----- Source data -----
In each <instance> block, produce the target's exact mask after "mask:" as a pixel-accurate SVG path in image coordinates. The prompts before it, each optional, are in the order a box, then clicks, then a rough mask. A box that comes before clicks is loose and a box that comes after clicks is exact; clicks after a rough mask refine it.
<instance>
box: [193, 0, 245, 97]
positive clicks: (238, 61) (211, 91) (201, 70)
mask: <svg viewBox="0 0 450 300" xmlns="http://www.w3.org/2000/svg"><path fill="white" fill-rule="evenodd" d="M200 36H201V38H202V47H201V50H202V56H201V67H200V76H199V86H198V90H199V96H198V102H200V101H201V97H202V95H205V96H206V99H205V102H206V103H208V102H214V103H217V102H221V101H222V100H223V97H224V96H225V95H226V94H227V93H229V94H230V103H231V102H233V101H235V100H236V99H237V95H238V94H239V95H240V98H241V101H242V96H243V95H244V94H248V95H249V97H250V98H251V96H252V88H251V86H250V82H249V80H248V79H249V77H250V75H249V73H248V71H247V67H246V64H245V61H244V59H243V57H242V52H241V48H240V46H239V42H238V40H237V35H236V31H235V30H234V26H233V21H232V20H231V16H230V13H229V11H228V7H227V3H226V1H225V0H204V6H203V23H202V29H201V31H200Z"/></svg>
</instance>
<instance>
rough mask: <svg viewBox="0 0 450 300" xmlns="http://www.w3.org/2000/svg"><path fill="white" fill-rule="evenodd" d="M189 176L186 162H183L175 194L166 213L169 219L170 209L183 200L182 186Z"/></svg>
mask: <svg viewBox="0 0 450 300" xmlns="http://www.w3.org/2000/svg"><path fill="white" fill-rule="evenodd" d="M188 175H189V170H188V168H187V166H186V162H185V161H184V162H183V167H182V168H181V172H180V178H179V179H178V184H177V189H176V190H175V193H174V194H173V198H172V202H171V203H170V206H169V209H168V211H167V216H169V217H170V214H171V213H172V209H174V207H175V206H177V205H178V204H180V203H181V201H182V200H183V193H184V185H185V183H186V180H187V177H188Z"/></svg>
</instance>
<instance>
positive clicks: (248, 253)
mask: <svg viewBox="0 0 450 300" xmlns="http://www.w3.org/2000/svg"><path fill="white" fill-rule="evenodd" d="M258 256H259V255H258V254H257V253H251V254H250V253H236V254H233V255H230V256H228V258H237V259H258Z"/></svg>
-----
Problem description
Without leaving anything out, repeat every entry shown above.

Worked solution
In each <instance> block, produce the target's exact mask after "mask:" as a pixel-accurate SVG path in image coordinates. The prompts before it, each optional, are in the order a box, then clicks, then a rough mask. A box that comes before clicks is loose and a box that comes after clicks is exact; clicks after a rough mask refine it.
<instance>
box: [193, 0, 245, 97]
positive clicks: (238, 61) (211, 91) (201, 70)
mask: <svg viewBox="0 0 450 300" xmlns="http://www.w3.org/2000/svg"><path fill="white" fill-rule="evenodd" d="M200 36H201V38H202V47H201V50H202V56H201V67H200V76H199V86H198V90H199V96H198V102H200V101H201V97H202V95H205V96H206V99H205V102H206V103H208V102H214V103H217V102H221V101H222V100H223V97H224V96H225V95H226V94H227V93H229V94H230V103H231V102H233V101H235V100H236V99H237V95H238V94H239V95H240V98H241V101H242V96H243V95H244V94H248V95H249V97H250V98H251V96H252V88H251V86H250V82H249V80H248V79H249V77H250V75H249V73H248V71H247V67H246V64H245V61H244V59H243V57H242V52H241V48H240V46H239V42H238V40H237V35H236V31H235V30H234V26H233V21H232V20H231V16H230V13H229V11H228V7H227V3H226V1H225V0H204V6H203V23H202V29H201V31H200Z"/></svg>
</instance>
<instance>
rough mask: <svg viewBox="0 0 450 300" xmlns="http://www.w3.org/2000/svg"><path fill="white" fill-rule="evenodd" d="M189 176L186 162H183L175 194L166 213L169 219L170 209L183 200L182 186Z"/></svg>
mask: <svg viewBox="0 0 450 300" xmlns="http://www.w3.org/2000/svg"><path fill="white" fill-rule="evenodd" d="M188 175H189V170H188V168H187V166H186V162H185V161H184V162H183V167H182V168H181V172H180V178H179V179H178V184H177V189H176V190H175V193H174V194H173V198H172V202H171V203H170V206H169V209H168V211H167V216H169V217H170V214H171V213H172V209H174V207H175V206H177V205H178V204H180V203H181V201H182V200H183V193H184V185H185V183H186V180H187V177H188Z"/></svg>
</instance>
<instance>
positive clicks: (248, 253)
mask: <svg viewBox="0 0 450 300" xmlns="http://www.w3.org/2000/svg"><path fill="white" fill-rule="evenodd" d="M258 256H259V255H258V254H257V253H251V254H250V253H236V254H233V255H230V256H228V258H237V259H258Z"/></svg>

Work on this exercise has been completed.